■ Document section ■
────────────────────

“There is always something left to love .”
-Gabriel Garcia Marquez
Love, as it is said, is an essential part of the Colombian author and Nobel Prize winner, Gabriel Garcia Marquez’s novels. It is the second essential element after the much debated issue of magical realism. However, love evolves, flourishes, and spreads in every story Marquez tells.
Starting his career as a journalist in a Colombian daily, Marquez has produced a valuable intellectual resource through his writing. A man who once read the Metamorphosis by Kafka, decided to write in a surreal plot where the reader has to believe in spite of the facts. It is magical realism that decorates the surroundings in the stories produced by him. But everything is also surrounded by love.
Marquez always chose the stories of pandemic, war, separation, migration, colonialism and personal feud. The time when Marquez started writing, the South American continent was witnessing military coups, civil war, the fight between the liberals and other forces, rise of communism and despotism. He himself grew up in such surroundings with political unrest, and deteriorating economy. European colonies were fighting for their grounds and the economy was brutally fractured.
If an author weaves stories about such serious issues, we expect only bloodshed, vivid description of war, and political documentation. But Marquez not only discusses these issues with an ideological backing but tries the criteria of normalcy. He stretches out the personalities with their traits, humane and also barbaric. It is Marquez who imagines a love story during a pandemic. A love story in most unexpected situation. A love bonding mesmerized in his novel, Love in the Time of Cholera.
One Hundred Years of Solitude, a novel that is widely acclaimed and seen as one of the greatest novels ever produced in world literature, demonstrates love with all its flavours and extent, purity and lust. A story about a family that settles in an alien land after a lengthy fight against natural calamities has many colours of human nature to express, most primarily love with seamless stretch, beyond bodies and relations.
Marquez’s fame is known with the fact that his novels are the second bestsellers across the world after Bible. Marquez is widely read, loved and regarded novelist of Latin American literature. Marquez was inspired by the literary beauty of magical realism. He was both praised as well as criticised for this literary device. Some critics term it as post colonial hangover. Although the real essence of Marquez’s writing lies in the descriptive presentation of sureal incidents that helps breaking the monotonous procession of the story.

Personally Marquez has a successful married life which sprouted through a love relationship since his school time. His wife has been a source of support in difficult times; when they had not a settled household; when spending 18 months of time on a book with no committed consequences; she was there with Marquez, known as the “writer of nostalgia.” We see the same support and care in Ursula, who cares his husband even when, he eventually, loses his senses and turns a lunatic. She never complains about his experiments, the unending hope of discovering alchemy. Love is all about acceptance and support. Ursula fits in the context.

────────────────────

■ Records supplied ■
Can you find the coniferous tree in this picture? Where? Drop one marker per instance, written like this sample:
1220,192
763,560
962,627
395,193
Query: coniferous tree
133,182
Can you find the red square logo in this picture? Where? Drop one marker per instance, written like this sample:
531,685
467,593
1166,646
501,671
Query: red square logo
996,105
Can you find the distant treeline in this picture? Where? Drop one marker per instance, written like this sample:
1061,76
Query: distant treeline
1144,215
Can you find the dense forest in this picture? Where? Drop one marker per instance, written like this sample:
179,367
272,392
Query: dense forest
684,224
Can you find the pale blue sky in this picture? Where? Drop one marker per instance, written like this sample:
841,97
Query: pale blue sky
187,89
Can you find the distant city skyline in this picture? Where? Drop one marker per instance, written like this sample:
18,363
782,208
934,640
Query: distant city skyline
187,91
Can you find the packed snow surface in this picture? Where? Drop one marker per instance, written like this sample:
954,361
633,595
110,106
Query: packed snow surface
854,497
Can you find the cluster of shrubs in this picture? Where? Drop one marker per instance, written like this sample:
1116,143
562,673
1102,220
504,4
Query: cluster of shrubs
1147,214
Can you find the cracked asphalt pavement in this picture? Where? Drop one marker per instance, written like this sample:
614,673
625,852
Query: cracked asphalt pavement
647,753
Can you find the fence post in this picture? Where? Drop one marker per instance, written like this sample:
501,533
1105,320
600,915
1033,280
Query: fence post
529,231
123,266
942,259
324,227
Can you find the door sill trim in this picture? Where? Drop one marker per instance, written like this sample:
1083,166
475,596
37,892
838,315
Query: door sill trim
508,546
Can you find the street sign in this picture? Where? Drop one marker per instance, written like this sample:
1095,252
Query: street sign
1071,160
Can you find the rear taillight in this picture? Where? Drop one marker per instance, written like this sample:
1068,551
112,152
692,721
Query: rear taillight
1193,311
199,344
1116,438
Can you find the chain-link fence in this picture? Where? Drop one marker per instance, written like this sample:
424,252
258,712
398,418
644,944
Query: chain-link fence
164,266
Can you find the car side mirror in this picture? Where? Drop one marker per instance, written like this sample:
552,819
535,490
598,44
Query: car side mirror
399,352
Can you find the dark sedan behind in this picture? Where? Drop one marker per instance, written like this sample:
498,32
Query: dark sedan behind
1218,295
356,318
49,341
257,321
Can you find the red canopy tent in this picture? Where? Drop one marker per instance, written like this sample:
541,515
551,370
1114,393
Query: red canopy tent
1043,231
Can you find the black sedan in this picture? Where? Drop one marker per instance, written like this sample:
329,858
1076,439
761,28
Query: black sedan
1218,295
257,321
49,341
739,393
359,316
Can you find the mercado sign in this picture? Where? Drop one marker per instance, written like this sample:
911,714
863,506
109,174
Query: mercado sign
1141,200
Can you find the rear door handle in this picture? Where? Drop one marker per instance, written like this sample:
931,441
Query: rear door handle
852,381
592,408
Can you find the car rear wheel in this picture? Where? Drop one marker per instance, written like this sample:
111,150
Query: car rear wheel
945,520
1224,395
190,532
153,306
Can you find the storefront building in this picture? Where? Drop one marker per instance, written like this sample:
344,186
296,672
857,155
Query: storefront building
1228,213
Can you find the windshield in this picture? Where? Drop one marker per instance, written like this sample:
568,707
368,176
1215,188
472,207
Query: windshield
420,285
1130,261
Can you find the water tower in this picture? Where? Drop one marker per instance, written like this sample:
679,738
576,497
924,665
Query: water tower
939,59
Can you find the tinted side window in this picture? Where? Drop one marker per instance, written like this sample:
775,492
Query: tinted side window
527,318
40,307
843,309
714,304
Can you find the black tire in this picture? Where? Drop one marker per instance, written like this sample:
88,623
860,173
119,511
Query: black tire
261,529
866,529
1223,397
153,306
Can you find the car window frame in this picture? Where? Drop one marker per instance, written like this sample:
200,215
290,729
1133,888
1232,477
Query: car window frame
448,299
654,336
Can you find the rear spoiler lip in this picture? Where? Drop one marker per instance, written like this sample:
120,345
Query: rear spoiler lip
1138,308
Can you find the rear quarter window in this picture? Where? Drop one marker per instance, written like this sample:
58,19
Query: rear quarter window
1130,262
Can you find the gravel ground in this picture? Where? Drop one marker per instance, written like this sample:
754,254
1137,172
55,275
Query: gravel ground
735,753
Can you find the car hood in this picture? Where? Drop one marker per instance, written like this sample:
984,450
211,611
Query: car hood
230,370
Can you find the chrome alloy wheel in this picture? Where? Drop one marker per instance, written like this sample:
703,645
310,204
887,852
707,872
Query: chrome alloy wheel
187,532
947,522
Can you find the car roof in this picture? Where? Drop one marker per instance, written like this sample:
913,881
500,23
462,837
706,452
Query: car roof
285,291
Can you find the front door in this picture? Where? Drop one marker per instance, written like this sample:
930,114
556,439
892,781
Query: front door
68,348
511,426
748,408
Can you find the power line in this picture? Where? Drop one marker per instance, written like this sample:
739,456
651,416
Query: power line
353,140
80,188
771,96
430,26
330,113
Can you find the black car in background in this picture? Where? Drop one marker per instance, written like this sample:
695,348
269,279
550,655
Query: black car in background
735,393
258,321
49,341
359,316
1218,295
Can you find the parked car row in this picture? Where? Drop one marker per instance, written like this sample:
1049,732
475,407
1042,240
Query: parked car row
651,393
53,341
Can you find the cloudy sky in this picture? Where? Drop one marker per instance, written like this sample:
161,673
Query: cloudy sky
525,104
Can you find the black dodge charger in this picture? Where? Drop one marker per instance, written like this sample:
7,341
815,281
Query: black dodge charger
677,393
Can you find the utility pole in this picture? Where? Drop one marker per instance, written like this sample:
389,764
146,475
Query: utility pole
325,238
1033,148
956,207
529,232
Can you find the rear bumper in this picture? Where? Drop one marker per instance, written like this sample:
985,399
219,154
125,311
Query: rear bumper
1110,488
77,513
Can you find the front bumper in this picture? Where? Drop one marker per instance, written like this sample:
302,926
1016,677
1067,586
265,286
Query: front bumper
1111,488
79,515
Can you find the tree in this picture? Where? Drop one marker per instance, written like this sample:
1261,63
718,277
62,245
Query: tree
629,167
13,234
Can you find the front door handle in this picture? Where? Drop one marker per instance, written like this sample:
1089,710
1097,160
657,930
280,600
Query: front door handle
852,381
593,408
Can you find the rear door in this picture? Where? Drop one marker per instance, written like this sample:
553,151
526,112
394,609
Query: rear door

────────────────────

■ Task goal ■
Check these three statements against the text on love in Gabriel Garcia Marquez's novels above. For each, answer yes or no and quote the words from the text that decide it.
1. Marquez began his career as a journalist at a Colombian daily.
2. Ursula complains about her husband's experiments.
3. In One Hundred Years of Solitude, a family settles in an alien land after a lengthy fight against natural calamities.

■ Answer space ■
1. Yes: "Starting his career as a journalist in a Colombian daily"
2. No: "She never complains about his experiments"
3. Yes: "A story about a family that settles in an alien land after a lengthy fight against natural calamities"